▸ SUPPLIED MATERIAL:

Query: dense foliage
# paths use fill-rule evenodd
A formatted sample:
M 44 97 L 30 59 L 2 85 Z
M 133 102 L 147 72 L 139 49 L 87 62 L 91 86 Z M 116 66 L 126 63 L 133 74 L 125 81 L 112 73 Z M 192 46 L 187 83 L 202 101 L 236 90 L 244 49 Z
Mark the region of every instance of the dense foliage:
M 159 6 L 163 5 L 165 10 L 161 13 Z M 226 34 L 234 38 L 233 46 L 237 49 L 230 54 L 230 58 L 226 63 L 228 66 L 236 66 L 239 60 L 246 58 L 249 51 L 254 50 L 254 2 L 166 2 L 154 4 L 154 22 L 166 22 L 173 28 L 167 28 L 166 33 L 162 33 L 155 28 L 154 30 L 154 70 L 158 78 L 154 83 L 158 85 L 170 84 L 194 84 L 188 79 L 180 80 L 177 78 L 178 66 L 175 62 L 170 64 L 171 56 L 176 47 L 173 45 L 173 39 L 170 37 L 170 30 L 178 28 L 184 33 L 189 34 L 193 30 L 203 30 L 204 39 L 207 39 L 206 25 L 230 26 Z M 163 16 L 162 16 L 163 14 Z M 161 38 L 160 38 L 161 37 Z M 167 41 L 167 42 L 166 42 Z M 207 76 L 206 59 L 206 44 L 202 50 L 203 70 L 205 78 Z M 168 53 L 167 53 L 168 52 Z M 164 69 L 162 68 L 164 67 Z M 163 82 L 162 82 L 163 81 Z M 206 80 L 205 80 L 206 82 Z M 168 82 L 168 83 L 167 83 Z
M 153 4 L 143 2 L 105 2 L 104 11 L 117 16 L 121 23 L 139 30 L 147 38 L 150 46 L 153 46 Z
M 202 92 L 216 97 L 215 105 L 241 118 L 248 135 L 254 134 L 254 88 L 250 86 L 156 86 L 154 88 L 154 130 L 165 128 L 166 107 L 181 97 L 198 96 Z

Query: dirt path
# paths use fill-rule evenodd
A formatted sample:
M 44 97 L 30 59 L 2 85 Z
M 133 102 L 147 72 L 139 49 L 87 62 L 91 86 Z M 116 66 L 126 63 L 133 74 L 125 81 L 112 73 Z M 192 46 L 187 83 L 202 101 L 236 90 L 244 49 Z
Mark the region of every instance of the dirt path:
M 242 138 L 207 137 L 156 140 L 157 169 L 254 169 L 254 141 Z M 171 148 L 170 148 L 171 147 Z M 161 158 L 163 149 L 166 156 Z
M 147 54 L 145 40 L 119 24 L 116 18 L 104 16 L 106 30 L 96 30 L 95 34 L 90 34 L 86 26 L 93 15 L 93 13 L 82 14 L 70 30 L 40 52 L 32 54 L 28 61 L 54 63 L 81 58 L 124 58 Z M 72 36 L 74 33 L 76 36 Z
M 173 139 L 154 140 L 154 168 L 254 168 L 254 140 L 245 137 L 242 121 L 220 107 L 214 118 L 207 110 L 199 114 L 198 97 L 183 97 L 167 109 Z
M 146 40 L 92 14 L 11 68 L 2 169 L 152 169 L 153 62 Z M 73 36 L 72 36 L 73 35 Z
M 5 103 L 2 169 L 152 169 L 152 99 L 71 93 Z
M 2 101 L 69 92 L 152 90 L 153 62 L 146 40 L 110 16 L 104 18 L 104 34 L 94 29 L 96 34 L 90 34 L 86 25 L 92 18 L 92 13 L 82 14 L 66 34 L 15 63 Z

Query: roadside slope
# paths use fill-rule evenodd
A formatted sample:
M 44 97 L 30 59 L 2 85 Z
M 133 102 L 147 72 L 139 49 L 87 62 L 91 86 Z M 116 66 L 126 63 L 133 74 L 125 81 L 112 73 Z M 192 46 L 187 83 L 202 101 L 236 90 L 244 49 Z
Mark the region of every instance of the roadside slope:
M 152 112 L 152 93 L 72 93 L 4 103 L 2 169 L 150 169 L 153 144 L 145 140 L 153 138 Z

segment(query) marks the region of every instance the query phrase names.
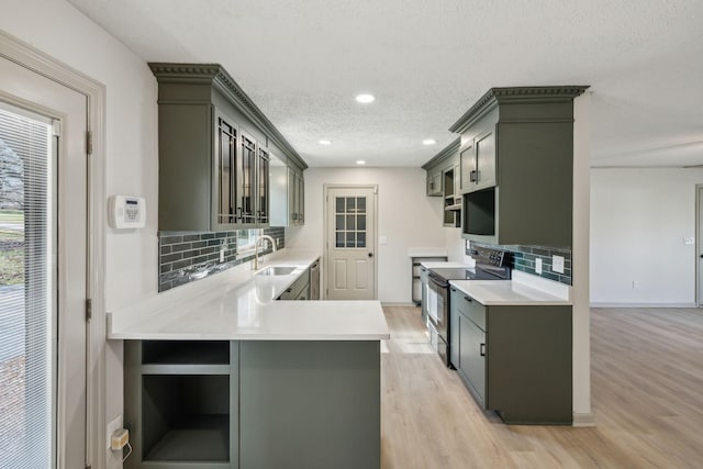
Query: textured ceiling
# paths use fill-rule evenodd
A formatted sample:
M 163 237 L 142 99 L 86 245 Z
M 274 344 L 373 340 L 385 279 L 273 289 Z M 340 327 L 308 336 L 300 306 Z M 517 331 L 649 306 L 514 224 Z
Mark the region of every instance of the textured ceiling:
M 703 164 L 700 0 L 69 1 L 147 62 L 222 64 L 313 167 L 420 166 L 536 85 L 591 86 L 594 166 Z

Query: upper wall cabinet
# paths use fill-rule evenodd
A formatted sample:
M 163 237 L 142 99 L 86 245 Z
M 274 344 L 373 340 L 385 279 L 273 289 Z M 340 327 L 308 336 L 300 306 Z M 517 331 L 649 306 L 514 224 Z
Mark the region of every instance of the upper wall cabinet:
M 277 161 L 271 166 L 271 226 L 299 226 L 304 223 L 304 180 L 302 170 Z
M 149 64 L 158 81 L 159 230 L 270 224 L 276 155 L 308 166 L 216 64 Z
M 426 193 L 428 197 L 443 197 L 446 192 L 453 192 L 454 186 L 446 188 L 445 185 L 447 182 L 445 178 L 445 174 L 447 170 L 453 169 L 455 166 L 459 165 L 459 138 L 451 142 L 449 145 L 444 147 L 438 154 L 432 157 L 432 159 L 424 165 L 422 168 L 427 171 L 427 187 Z M 454 178 L 457 178 L 458 174 L 454 175 Z M 449 181 L 454 185 L 454 179 Z M 457 186 L 458 188 L 459 186 Z
M 449 129 L 461 134 L 465 238 L 571 246 L 573 99 L 587 88 L 491 88 Z

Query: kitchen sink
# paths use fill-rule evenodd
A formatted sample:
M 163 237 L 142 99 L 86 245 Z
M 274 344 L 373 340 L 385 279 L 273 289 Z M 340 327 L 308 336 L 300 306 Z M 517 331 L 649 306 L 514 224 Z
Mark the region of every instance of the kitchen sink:
M 257 276 L 288 276 L 293 273 L 297 267 L 290 266 L 276 266 L 276 267 L 267 267 L 265 269 L 256 272 Z

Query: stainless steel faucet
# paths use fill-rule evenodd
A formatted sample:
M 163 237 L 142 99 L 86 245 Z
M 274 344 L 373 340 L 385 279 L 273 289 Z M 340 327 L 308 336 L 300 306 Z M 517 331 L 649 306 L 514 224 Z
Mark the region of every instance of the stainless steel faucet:
M 259 269 L 259 242 L 261 239 L 270 242 L 271 246 L 274 247 L 274 253 L 276 253 L 276 239 L 274 239 L 269 235 L 261 235 L 261 236 L 257 237 L 256 242 L 254 243 L 254 270 L 258 270 Z

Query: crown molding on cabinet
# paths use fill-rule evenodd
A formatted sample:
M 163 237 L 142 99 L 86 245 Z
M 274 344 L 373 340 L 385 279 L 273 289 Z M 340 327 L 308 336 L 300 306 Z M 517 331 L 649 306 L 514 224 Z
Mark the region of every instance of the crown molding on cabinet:
M 286 152 L 286 156 L 301 169 L 306 169 L 308 164 L 298 154 L 295 148 L 281 135 L 274 123 L 261 112 L 252 99 L 237 85 L 232 76 L 220 64 L 148 64 L 152 72 L 159 83 L 209 83 L 217 91 L 227 96 L 252 122 L 267 134 L 278 147 Z
M 585 91 L 588 86 L 556 86 L 556 87 L 510 87 L 491 88 L 483 94 L 457 122 L 449 127 L 449 132 L 462 133 L 473 122 L 499 103 L 529 103 L 546 101 L 573 100 Z

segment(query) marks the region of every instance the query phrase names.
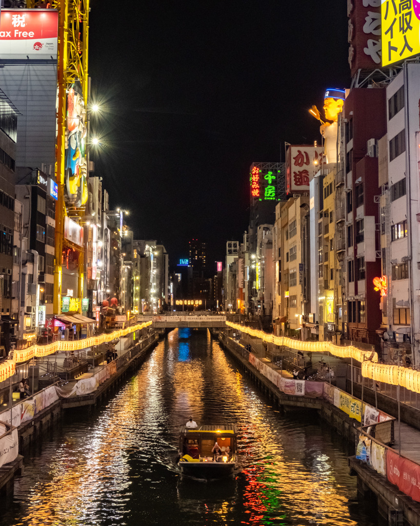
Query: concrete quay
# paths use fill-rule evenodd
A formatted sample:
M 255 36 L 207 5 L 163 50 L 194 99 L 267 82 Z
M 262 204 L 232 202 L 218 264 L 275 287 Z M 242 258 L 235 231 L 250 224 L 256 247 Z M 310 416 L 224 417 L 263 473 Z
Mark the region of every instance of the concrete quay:
M 121 385 L 127 375 L 134 371 L 142 363 L 160 336 L 161 335 L 156 332 L 146 340 L 133 347 L 130 350 L 132 353 L 130 359 L 93 392 L 85 396 L 60 398 L 35 414 L 31 420 L 21 424 L 17 428 L 19 451 L 23 452 L 26 448 L 42 440 L 64 416 L 64 410 L 84 406 L 89 409 L 104 401 L 111 391 Z M 19 454 L 15 460 L 0 467 L 0 496 L 9 498 L 13 497 L 14 478 L 23 474 L 24 460 L 24 457 Z

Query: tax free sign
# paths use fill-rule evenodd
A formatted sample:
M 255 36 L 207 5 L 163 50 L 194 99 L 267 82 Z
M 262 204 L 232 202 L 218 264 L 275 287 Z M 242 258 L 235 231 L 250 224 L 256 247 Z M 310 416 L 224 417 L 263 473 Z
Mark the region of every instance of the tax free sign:
M 52 9 L 3 9 L 0 12 L 3 59 L 57 59 L 58 13 Z

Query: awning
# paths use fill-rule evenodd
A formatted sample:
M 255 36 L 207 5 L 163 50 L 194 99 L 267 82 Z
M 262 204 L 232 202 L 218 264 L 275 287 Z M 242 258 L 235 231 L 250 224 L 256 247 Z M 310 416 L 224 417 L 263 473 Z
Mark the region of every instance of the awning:
M 87 318 L 86 316 L 82 316 L 81 314 L 75 314 L 73 318 L 77 318 L 78 323 L 96 323 L 96 320 L 93 320 L 91 318 Z
M 66 323 L 81 323 L 80 320 L 78 320 L 77 318 L 75 318 L 74 316 L 71 316 L 70 315 L 66 316 L 64 314 L 60 314 L 56 316 L 56 318 L 58 320 L 60 320 L 61 321 L 64 321 Z

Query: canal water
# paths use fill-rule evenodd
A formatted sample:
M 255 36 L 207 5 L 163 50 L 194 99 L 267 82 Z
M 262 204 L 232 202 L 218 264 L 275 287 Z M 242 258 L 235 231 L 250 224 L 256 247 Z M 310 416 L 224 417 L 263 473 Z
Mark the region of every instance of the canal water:
M 171 331 L 108 402 L 66 413 L 25 453 L 0 526 L 376 526 L 356 499 L 345 444 L 307 413 L 279 411 L 208 331 Z M 177 430 L 235 423 L 235 478 L 182 478 Z

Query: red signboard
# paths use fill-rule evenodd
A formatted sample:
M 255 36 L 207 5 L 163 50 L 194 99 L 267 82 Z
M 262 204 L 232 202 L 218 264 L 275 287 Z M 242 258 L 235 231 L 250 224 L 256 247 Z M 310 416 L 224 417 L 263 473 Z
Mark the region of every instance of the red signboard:
M 58 13 L 52 9 L 2 9 L 2 58 L 57 58 Z
M 386 477 L 391 484 L 420 502 L 420 466 L 398 457 L 391 449 L 386 452 Z
M 381 0 L 348 2 L 349 64 L 358 69 L 381 67 Z
M 326 163 L 322 146 L 292 145 L 286 154 L 286 193 L 309 191 L 309 181 Z

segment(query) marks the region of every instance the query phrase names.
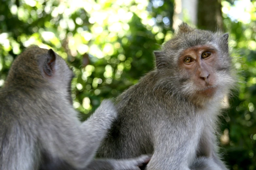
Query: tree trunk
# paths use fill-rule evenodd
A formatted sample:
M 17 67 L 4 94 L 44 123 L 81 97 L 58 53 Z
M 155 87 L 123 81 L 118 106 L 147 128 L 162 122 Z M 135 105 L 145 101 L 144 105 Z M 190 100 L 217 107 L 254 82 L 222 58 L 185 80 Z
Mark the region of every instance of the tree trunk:
M 198 0 L 197 26 L 215 31 L 223 29 L 220 0 Z

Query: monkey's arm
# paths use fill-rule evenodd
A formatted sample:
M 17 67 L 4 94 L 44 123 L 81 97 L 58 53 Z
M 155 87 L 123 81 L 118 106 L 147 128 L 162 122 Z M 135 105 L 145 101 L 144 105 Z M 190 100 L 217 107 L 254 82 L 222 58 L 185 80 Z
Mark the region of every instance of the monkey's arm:
M 110 101 L 103 101 L 88 121 L 81 124 L 73 115 L 61 116 L 59 113 L 40 131 L 43 147 L 54 157 L 74 168 L 84 168 L 93 160 L 116 118 L 115 108 Z

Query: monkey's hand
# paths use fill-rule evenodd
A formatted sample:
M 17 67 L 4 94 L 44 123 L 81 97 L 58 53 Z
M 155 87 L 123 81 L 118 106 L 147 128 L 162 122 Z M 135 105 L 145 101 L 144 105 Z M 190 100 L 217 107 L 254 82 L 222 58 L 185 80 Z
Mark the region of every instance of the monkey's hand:
M 142 155 L 124 160 L 96 159 L 86 167 L 86 170 L 140 170 L 150 160 L 151 156 Z
M 122 164 L 120 165 L 120 167 L 115 167 L 115 170 L 140 170 L 145 169 L 146 165 L 149 162 L 151 156 L 149 155 L 142 155 L 140 157 L 119 161 Z M 122 167 L 122 165 L 123 166 Z M 118 169 L 119 168 L 119 169 Z
M 117 116 L 116 109 L 113 103 L 110 100 L 104 100 L 83 124 L 91 124 L 93 126 L 100 127 L 101 129 L 108 130 Z

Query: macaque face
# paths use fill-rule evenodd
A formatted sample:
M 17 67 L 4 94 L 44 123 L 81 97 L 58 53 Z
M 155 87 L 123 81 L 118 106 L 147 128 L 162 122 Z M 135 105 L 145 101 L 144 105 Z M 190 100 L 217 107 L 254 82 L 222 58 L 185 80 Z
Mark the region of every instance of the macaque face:
M 209 46 L 194 47 L 183 51 L 179 62 L 180 70 L 186 75 L 188 85 L 194 86 L 187 90 L 206 97 L 214 95 L 217 88 L 215 68 L 218 57 L 217 50 Z

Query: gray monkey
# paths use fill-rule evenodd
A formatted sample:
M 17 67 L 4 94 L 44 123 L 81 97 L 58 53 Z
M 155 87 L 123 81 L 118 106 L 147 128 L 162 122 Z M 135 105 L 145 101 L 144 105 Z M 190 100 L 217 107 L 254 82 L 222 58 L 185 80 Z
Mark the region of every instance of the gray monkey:
M 98 156 L 152 154 L 148 170 L 227 169 L 215 134 L 236 81 L 228 38 L 179 25 L 155 52 L 155 68 L 118 97 L 117 120 Z
M 16 58 L 0 90 L 1 170 L 39 169 L 47 155 L 71 169 L 139 169 L 148 161 L 94 159 L 117 112 L 105 100 L 81 123 L 70 97 L 73 75 L 51 49 L 31 46 Z

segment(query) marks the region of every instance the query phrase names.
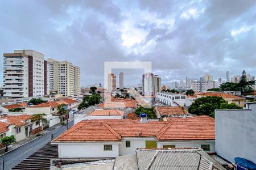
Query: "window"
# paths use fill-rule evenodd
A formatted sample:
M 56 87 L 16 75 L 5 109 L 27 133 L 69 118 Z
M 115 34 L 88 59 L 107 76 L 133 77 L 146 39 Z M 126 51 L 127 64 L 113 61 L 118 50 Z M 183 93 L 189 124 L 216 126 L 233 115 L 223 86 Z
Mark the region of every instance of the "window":
M 18 133 L 20 132 L 20 127 L 17 128 L 16 129 L 16 133 Z
M 205 151 L 209 151 L 210 144 L 201 144 L 201 148 Z
M 5 138 L 6 137 L 5 133 L 3 133 L 1 135 L 0 138 L 2 139 L 2 138 Z
M 126 147 L 130 147 L 130 141 L 126 141 Z
M 157 148 L 156 142 L 155 141 L 146 141 L 146 148 Z
M 112 144 L 104 144 L 104 151 L 112 151 Z
M 174 144 L 167 144 L 167 145 L 163 145 L 163 148 L 175 148 L 175 145 Z

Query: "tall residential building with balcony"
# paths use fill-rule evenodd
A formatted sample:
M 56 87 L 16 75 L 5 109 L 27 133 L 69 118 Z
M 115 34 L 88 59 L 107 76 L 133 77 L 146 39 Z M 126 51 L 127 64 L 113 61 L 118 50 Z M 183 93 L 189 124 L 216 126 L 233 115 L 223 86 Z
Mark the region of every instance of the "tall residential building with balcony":
M 80 94 L 80 70 L 67 61 L 58 61 L 48 58 L 49 90 L 63 96 Z
M 119 74 L 119 88 L 123 89 L 123 73 L 122 72 Z
M 108 90 L 117 90 L 117 77 L 114 74 L 109 73 L 108 76 Z
M 158 76 L 158 75 L 155 74 L 154 76 L 154 83 L 155 87 L 155 94 L 156 94 L 158 92 L 161 92 L 161 78 Z
M 204 78 L 205 81 L 212 81 L 212 75 L 210 74 L 205 74 Z
M 48 68 L 44 55 L 35 50 L 4 53 L 3 96 L 16 99 L 48 94 Z
M 142 75 L 142 92 L 144 95 L 153 95 L 155 94 L 154 74 L 147 73 Z

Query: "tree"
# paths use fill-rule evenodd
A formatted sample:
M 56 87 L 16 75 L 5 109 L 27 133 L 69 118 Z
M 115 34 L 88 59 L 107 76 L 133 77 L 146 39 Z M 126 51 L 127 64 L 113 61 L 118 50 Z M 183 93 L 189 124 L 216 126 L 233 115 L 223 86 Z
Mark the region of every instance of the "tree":
M 220 86 L 220 88 L 221 91 L 240 91 L 240 89 L 237 87 L 237 83 L 233 82 L 226 82 L 222 84 Z
M 192 96 L 195 94 L 195 91 L 191 89 L 191 90 L 188 90 L 186 91 L 186 95 L 191 95 Z
M 8 151 L 8 145 L 10 145 L 12 143 L 15 142 L 16 139 L 14 135 L 11 135 L 10 137 L 6 137 L 2 138 L 1 139 L 1 141 L 2 141 L 2 144 L 3 146 L 6 146 L 5 151 L 7 152 L 7 151 Z
M 59 114 L 59 116 L 61 119 L 61 122 L 62 122 L 61 118 L 63 116 L 66 115 L 67 113 L 67 105 L 65 104 L 61 104 L 57 107 L 57 114 Z M 68 118 L 68 117 L 67 117 L 67 118 Z
M 92 87 L 90 87 L 90 90 L 92 94 L 95 94 L 95 92 L 96 91 L 97 87 L 94 87 L 94 86 L 92 86 Z
M 209 88 L 207 90 L 208 91 L 222 91 L 221 89 L 220 88 Z
M 230 104 L 228 104 L 226 103 L 221 103 L 220 108 L 220 109 L 240 109 L 242 108 L 242 107 L 236 105 L 234 103 Z
M 196 99 L 188 109 L 188 112 L 196 115 L 208 115 L 214 117 L 215 109 L 220 107 L 221 103 L 225 103 L 221 97 L 203 97 Z
M 46 116 L 46 114 L 45 113 L 38 113 L 38 114 L 33 114 L 33 116 L 32 116 L 31 117 L 31 121 L 32 122 L 39 122 L 39 127 L 40 126 L 40 122 L 46 122 L 46 118 L 44 118 L 44 116 Z M 38 130 L 38 135 L 40 135 L 40 130 Z
M 30 101 L 28 101 L 28 102 L 27 103 L 27 104 L 30 104 L 30 103 L 32 103 L 34 105 L 36 105 L 36 104 L 39 104 L 43 103 L 46 103 L 47 102 L 47 100 L 42 100 L 41 99 L 35 99 L 35 98 L 32 98 L 31 99 Z
M 89 97 L 87 101 L 88 104 L 89 105 L 94 105 L 100 103 L 101 101 L 101 97 L 98 95 L 93 95 Z
M 221 84 L 220 88 L 222 91 L 237 91 L 243 93 L 253 92 L 253 86 L 255 84 L 255 80 L 247 81 L 246 73 L 243 70 L 238 83 L 226 82 Z
M 150 109 L 145 109 L 143 107 L 141 106 L 138 107 L 135 111 L 135 113 L 139 117 L 140 114 L 141 113 L 146 113 L 147 114 L 147 116 L 148 118 L 155 118 L 155 115 L 154 112 L 154 109 L 152 108 Z
M 228 104 L 221 97 L 209 96 L 195 100 L 188 109 L 188 112 L 196 115 L 208 115 L 214 117 L 215 109 L 242 109 L 242 107 L 234 103 Z

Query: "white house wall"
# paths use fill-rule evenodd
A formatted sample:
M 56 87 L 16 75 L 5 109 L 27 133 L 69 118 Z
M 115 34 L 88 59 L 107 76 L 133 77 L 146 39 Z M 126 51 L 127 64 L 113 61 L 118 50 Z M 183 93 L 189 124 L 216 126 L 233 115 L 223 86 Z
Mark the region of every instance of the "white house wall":
M 234 163 L 241 157 L 256 163 L 256 103 L 251 109 L 217 110 L 215 135 L 217 154 Z
M 104 144 L 112 144 L 112 151 L 104 151 Z M 59 158 L 106 158 L 118 156 L 117 143 L 60 143 Z
M 124 138 L 119 144 L 119 154 L 135 154 L 138 148 L 146 148 L 146 141 L 155 141 L 155 138 Z M 126 147 L 126 141 L 130 141 L 130 147 Z
M 163 148 L 164 145 L 175 145 L 176 148 L 191 148 L 201 147 L 201 144 L 210 144 L 210 151 L 207 152 L 215 152 L 215 142 L 214 141 L 166 141 L 158 142 L 158 148 Z

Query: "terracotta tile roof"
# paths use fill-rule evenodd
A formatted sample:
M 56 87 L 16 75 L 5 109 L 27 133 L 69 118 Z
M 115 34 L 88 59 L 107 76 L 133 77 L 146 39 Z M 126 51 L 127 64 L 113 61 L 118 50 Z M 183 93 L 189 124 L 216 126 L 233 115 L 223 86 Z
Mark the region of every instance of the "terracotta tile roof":
M 57 103 L 56 101 L 47 101 L 46 103 L 42 103 L 41 104 L 38 104 L 38 105 L 32 105 L 31 107 L 34 107 L 34 108 L 56 108 L 58 105 L 59 105 L 60 104 L 59 103 Z
M 130 120 L 139 120 L 139 117 L 134 113 L 131 112 L 130 113 L 128 113 L 127 116 L 127 118 Z
M 214 140 L 214 120 L 207 116 L 172 118 L 141 124 L 130 120 L 82 121 L 54 141 L 121 142 L 123 137 L 152 137 L 158 141 Z
M 125 112 L 116 109 L 95 110 L 92 111 L 87 116 L 123 116 Z
M 27 103 L 18 103 L 18 104 L 22 106 L 22 107 L 27 107 Z
M 213 118 L 200 116 L 168 118 L 172 125 L 160 138 L 160 140 L 215 139 L 215 122 Z
M 9 124 L 5 122 L 0 122 L 0 133 L 8 131 L 8 126 L 9 126 Z
M 242 97 L 240 96 L 229 95 L 224 92 L 205 92 L 201 93 L 199 95 L 203 96 L 217 96 L 221 97 L 224 99 L 230 99 L 230 100 L 245 100 L 245 97 Z
M 98 105 L 101 108 L 137 108 L 137 102 L 131 99 L 122 99 L 112 97 L 111 101 L 105 101 Z
M 20 107 L 26 107 L 27 106 L 27 103 L 21 103 L 3 105 L 2 107 L 3 107 L 6 109 L 10 109 L 18 108 L 20 108 Z
M 160 115 L 185 114 L 187 112 L 180 107 L 156 107 Z
M 31 116 L 22 114 L 19 116 L 6 116 L 0 118 L 0 133 L 8 130 L 8 127 L 15 125 L 15 127 L 19 127 L 27 124 L 26 121 L 31 118 Z
M 20 108 L 22 106 L 18 104 L 10 104 L 10 105 L 3 105 L 2 107 L 5 108 L 7 109 L 15 109 Z
M 196 95 L 194 94 L 193 95 L 187 95 L 187 98 L 196 98 Z
M 69 104 L 77 103 L 77 101 L 73 100 L 73 99 L 64 99 L 61 100 L 57 101 L 56 102 L 59 104 L 63 104 L 64 103 L 65 104 Z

▸ TASK:
Quote, word for word, everything above from the line containing "Query: macaque face" down to the line containing "M 174 144 L", including both of those lines. Leave any pictures out of your answer.

▸ EXERCISE ANSWER:
Query: macaque face
# paths use fill-rule evenodd
A formatted sample:
M 17 67 L 4 94 L 44 123 L 81 97 L 58 53 Z
M 155 87 L 123 81 L 118 106 L 147 128 L 162 122 Z M 135 105 L 145 101 L 144 105 Z M 190 100 L 217 107 L 254 82 L 222 58 L 185 80 Z
Mark the region of every instance of the macaque face:
M 209 46 L 194 47 L 183 51 L 179 62 L 180 70 L 186 75 L 188 85 L 194 86 L 187 90 L 206 97 L 214 95 L 217 88 L 215 68 L 218 57 L 217 50 Z

Query: gray monkey
# paths use fill-rule evenodd
A formatted sample:
M 17 67 L 4 94 L 44 123 L 81 97 L 58 53 Z
M 155 87 L 123 81 L 118 106 L 147 128 L 162 122 Z M 135 105 L 145 101 L 144 105 Z M 190 100 L 217 107 L 254 82 L 222 58 L 185 80 Z
Mark the region of every instance of the gray monkey:
M 98 156 L 152 154 L 148 170 L 227 169 L 215 134 L 236 81 L 228 38 L 179 25 L 155 52 L 155 68 L 118 97 L 117 120 Z
M 16 58 L 0 90 L 1 170 L 39 169 L 47 155 L 71 169 L 139 169 L 148 161 L 94 159 L 117 112 L 105 100 L 81 123 L 70 97 L 73 75 L 51 49 L 31 46 Z

segment(query) marks the region of every instance the query phrase names.
Query: "window"
# paths use fill-rule evenodd
A formatted sample:
M 56 87 L 16 75 L 5 109 L 27 133 L 69 118 Z
M 115 34 L 88 59 L 107 76 L 133 77 L 146 39 Z M 126 51 L 127 64 L 113 61 L 118 50 Z M 183 93 L 189 124 L 216 126 L 233 115 L 223 86 Z
Mark the region of every instance of the "window":
M 18 133 L 20 132 L 20 127 L 17 128 L 16 129 L 16 133 Z
M 205 151 L 209 151 L 210 144 L 201 144 L 201 148 Z
M 5 138 L 6 137 L 5 133 L 3 133 L 1 135 L 0 138 L 2 139 L 2 138 Z
M 126 147 L 130 147 L 130 141 L 126 141 Z
M 157 148 L 156 142 L 155 141 L 146 141 L 146 148 Z
M 112 144 L 104 144 L 104 151 L 112 151 Z
M 174 144 L 167 144 L 167 145 L 163 145 L 163 148 L 175 148 L 175 145 Z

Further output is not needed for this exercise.